>>>>

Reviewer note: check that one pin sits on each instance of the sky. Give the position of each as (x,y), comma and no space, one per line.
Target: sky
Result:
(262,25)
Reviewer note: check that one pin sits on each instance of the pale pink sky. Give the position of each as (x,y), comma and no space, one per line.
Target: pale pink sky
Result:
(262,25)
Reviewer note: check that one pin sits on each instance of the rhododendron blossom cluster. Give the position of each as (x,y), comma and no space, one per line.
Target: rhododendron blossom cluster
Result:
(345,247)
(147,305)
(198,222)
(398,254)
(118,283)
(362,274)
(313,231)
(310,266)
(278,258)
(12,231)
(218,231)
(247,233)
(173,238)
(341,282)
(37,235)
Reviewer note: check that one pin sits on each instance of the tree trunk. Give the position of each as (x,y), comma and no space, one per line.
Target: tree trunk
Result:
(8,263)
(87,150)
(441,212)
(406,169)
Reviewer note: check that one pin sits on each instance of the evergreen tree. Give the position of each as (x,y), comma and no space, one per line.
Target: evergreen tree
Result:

<<<<

Pull out all lines in the data above that include "pale".

Answer:
Reviewer note: check that one pin sits on each instance of the pale pink sky. Give the position of each as (x,y), comma and no space, one per line.
Target: pale pink sky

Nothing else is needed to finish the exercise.